— START RECORDS FOR PROCESSING —
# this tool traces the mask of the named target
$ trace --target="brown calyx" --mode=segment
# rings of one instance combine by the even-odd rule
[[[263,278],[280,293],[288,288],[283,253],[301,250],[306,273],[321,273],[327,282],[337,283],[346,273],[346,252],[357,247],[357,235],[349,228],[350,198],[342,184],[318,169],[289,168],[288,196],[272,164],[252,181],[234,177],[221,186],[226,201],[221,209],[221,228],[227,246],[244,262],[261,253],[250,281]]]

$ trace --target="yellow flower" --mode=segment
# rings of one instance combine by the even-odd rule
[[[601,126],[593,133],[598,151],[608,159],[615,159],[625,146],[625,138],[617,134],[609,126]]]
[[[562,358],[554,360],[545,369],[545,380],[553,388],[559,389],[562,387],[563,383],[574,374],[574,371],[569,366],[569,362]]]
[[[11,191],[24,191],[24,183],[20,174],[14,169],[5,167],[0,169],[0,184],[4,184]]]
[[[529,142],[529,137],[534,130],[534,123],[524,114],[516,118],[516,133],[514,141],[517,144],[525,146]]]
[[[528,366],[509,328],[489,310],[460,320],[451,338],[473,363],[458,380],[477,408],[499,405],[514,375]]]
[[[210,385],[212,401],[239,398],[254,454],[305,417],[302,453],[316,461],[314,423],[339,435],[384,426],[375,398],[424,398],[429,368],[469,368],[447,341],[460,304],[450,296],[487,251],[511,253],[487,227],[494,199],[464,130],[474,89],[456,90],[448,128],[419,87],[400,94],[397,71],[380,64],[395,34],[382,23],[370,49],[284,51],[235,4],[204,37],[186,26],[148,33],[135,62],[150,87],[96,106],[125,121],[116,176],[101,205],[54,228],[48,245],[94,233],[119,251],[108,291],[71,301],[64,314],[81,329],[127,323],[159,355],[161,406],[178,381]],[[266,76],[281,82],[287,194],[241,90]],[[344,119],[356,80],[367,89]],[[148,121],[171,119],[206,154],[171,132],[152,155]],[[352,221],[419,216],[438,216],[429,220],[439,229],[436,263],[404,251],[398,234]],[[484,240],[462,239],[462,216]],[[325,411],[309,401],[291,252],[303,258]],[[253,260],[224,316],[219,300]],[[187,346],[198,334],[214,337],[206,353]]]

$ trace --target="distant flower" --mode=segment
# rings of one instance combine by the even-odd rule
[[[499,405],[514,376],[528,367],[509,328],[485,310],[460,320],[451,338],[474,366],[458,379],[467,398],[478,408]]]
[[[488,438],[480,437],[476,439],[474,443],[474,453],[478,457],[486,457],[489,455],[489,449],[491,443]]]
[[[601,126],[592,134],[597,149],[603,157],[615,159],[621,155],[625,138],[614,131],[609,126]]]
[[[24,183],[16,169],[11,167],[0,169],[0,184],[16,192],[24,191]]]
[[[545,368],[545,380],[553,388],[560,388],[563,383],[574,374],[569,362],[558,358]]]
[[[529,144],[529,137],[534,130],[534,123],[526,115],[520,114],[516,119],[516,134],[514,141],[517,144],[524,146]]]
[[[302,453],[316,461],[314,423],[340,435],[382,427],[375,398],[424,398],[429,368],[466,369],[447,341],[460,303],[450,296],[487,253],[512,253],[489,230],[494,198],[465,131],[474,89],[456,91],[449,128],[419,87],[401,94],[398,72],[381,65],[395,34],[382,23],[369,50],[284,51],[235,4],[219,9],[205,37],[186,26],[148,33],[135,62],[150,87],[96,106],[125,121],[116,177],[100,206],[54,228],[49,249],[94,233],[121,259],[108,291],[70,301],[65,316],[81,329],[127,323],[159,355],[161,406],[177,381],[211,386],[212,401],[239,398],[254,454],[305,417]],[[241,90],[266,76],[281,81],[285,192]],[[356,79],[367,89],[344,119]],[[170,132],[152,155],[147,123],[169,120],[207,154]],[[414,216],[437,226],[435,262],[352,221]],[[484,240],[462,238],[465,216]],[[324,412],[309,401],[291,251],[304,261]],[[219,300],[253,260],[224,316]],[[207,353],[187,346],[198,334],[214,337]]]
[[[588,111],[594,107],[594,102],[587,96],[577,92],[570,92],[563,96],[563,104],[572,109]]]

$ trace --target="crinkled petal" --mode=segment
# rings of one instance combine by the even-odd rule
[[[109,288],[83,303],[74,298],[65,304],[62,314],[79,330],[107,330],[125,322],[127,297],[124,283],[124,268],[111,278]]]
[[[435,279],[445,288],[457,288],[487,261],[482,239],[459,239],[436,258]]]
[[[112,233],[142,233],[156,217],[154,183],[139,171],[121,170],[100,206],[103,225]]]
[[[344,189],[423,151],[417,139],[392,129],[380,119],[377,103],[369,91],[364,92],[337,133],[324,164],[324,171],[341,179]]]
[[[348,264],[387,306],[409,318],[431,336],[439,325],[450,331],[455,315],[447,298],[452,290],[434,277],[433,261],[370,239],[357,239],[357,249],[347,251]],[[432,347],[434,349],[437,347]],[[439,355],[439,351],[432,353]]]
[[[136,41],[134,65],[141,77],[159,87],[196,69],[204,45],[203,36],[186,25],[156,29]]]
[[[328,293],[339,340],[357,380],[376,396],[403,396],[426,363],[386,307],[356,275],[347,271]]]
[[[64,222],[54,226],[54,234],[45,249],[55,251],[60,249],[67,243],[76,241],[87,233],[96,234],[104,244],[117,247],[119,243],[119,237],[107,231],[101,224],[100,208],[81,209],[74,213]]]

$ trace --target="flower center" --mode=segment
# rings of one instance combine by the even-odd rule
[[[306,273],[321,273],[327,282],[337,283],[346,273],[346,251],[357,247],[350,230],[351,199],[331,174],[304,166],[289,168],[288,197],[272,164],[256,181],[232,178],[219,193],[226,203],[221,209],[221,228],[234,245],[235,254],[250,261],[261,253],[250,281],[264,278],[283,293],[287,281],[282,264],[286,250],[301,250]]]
— END RECORDS FOR PROCESSING —
▸ **WHAT IS BEING ASKED**
Repeat the material from above exactly, word for word.

▸ **REPLY**
# this tool traces the mask of the named target
$ trace --target="brown calyx" --mode=segment
# rings of one instance combine by the even-odd rule
[[[263,278],[280,293],[288,288],[283,253],[301,250],[306,273],[321,273],[327,282],[337,283],[346,273],[346,252],[357,247],[357,235],[349,228],[350,198],[342,184],[318,169],[289,168],[288,196],[272,164],[252,181],[234,177],[221,186],[226,201],[221,209],[221,228],[227,246],[244,262],[261,253],[250,281]]]

$ trace --target="yellow flower" --mode=segment
# rings of one instance combine by the even-odd rule
[[[601,126],[593,133],[598,151],[608,159],[615,159],[625,146],[625,138],[617,134],[609,126]]]
[[[562,358],[554,360],[545,369],[545,380],[553,388],[559,389],[562,387],[563,383],[574,374],[574,371],[569,366],[569,362]]]
[[[11,191],[24,191],[24,183],[20,174],[14,169],[5,167],[0,169],[0,184],[4,184]]]
[[[529,142],[529,137],[534,130],[534,123],[524,114],[516,118],[516,133],[514,141],[517,144],[525,146]]]
[[[528,366],[509,328],[489,310],[460,320],[451,338],[473,363],[458,380],[477,408],[499,405],[514,375]]]
[[[210,385],[212,401],[239,398],[254,454],[305,417],[302,453],[316,461],[314,423],[339,435],[384,426],[375,398],[424,398],[429,368],[469,368],[447,341],[460,304],[450,296],[487,251],[511,253],[487,227],[494,199],[464,130],[474,89],[456,90],[448,128],[419,87],[400,94],[397,71],[380,64],[395,34],[382,23],[370,49],[284,51],[235,4],[204,37],[186,26],[148,33],[135,62],[150,87],[96,106],[125,121],[116,176],[101,205],[54,228],[48,245],[94,233],[119,251],[108,291],[71,301],[64,314],[81,329],[127,323],[159,355],[161,406],[178,381]],[[266,76],[281,82],[287,194],[241,90]],[[344,119],[356,80],[367,89]],[[148,121],[171,119],[206,154],[171,132],[152,155]],[[352,221],[419,216],[438,216],[429,220],[439,229],[436,263],[404,251],[398,234]],[[484,240],[462,239],[462,216]],[[325,411],[309,401],[291,252],[303,258]],[[253,260],[224,316],[219,300]],[[187,346],[198,334],[214,337],[206,353]]]

$ trace --target="distant flower" --mode=segment
# rings of one instance combine by the even-odd rule
[[[499,405],[514,376],[528,367],[509,328],[485,310],[460,320],[451,338],[474,366],[458,379],[467,398],[478,408]]]
[[[488,438],[480,437],[476,439],[474,443],[474,453],[478,457],[486,457],[489,455],[489,449],[491,443]]]
[[[601,126],[592,134],[597,149],[603,157],[615,159],[621,155],[625,138],[614,131],[609,126]]]
[[[24,183],[16,169],[11,167],[0,169],[0,184],[16,192],[24,191]]]
[[[545,368],[545,380],[553,388],[560,388],[563,383],[574,374],[569,362],[558,358]]]
[[[529,144],[529,137],[534,130],[534,123],[526,115],[520,114],[516,119],[516,134],[514,141],[517,144],[524,146]]]
[[[302,453],[316,461],[314,423],[340,435],[382,427],[375,398],[424,398],[429,368],[466,369],[447,341],[460,303],[450,296],[487,253],[512,253],[489,230],[494,198],[465,131],[474,89],[456,91],[449,128],[419,87],[401,94],[398,72],[381,65],[395,34],[382,23],[369,50],[284,51],[235,4],[219,9],[205,37],[186,26],[148,33],[135,62],[150,87],[96,106],[125,121],[116,177],[100,206],[54,228],[49,249],[94,233],[121,259],[108,291],[70,301],[65,316],[81,329],[127,323],[159,355],[161,406],[177,381],[211,386],[212,401],[239,398],[254,454],[305,417]],[[241,90],[266,76],[281,81],[285,192]],[[356,79],[367,89],[344,119]],[[170,132],[152,155],[147,123],[169,120],[207,154]],[[414,216],[437,226],[435,262],[352,221]],[[484,240],[462,238],[465,216]],[[324,412],[309,401],[291,251],[304,261]],[[219,300],[253,260],[224,316]],[[207,353],[187,346],[198,334],[214,337]]]
[[[588,111],[594,107],[594,102],[587,96],[577,92],[570,92],[563,96],[563,104],[572,109]]]

$ trace --target="crinkled petal" --mode=segment
# rings of one instance combine by the even-odd rule
[[[109,288],[83,303],[74,298],[65,304],[62,314],[79,330],[107,330],[125,322],[127,297],[124,283],[124,268],[111,278]]]
[[[435,279],[445,288],[457,288],[487,261],[482,239],[459,239],[436,258]]]
[[[112,233],[142,233],[156,217],[154,183],[139,171],[121,170],[100,206],[103,225]]]
[[[344,189],[423,151],[417,139],[392,129],[380,119],[377,103],[369,91],[364,92],[337,133],[324,164],[324,171],[341,179]]]
[[[348,264],[387,306],[409,318],[431,336],[439,325],[450,331],[455,315],[447,298],[452,290],[434,277],[433,261],[370,239],[357,239],[357,249],[347,251]],[[432,347],[434,349],[437,347]],[[439,355],[439,351],[432,353]]]
[[[136,41],[134,65],[141,77],[159,87],[196,69],[204,45],[203,36],[186,25],[156,29]]]
[[[328,293],[339,340],[357,380],[376,396],[403,396],[426,363],[386,307],[356,275],[347,271]]]
[[[64,222],[54,226],[54,234],[45,249],[55,251],[60,249],[67,243],[76,241],[87,233],[96,234],[104,244],[117,247],[119,243],[119,237],[107,231],[101,224],[100,208],[81,209],[74,213]]]

$ trace --target="flower center" --mode=segment
# rings of one instance combine by the even-odd rule
[[[306,273],[321,273],[327,282],[337,283],[346,273],[346,251],[357,247],[350,230],[351,199],[331,174],[304,166],[289,168],[288,197],[272,164],[256,181],[232,178],[219,193],[226,203],[221,209],[221,228],[234,245],[235,254],[250,261],[261,253],[250,281],[264,278],[283,293],[287,281],[282,264],[286,250],[301,250]]]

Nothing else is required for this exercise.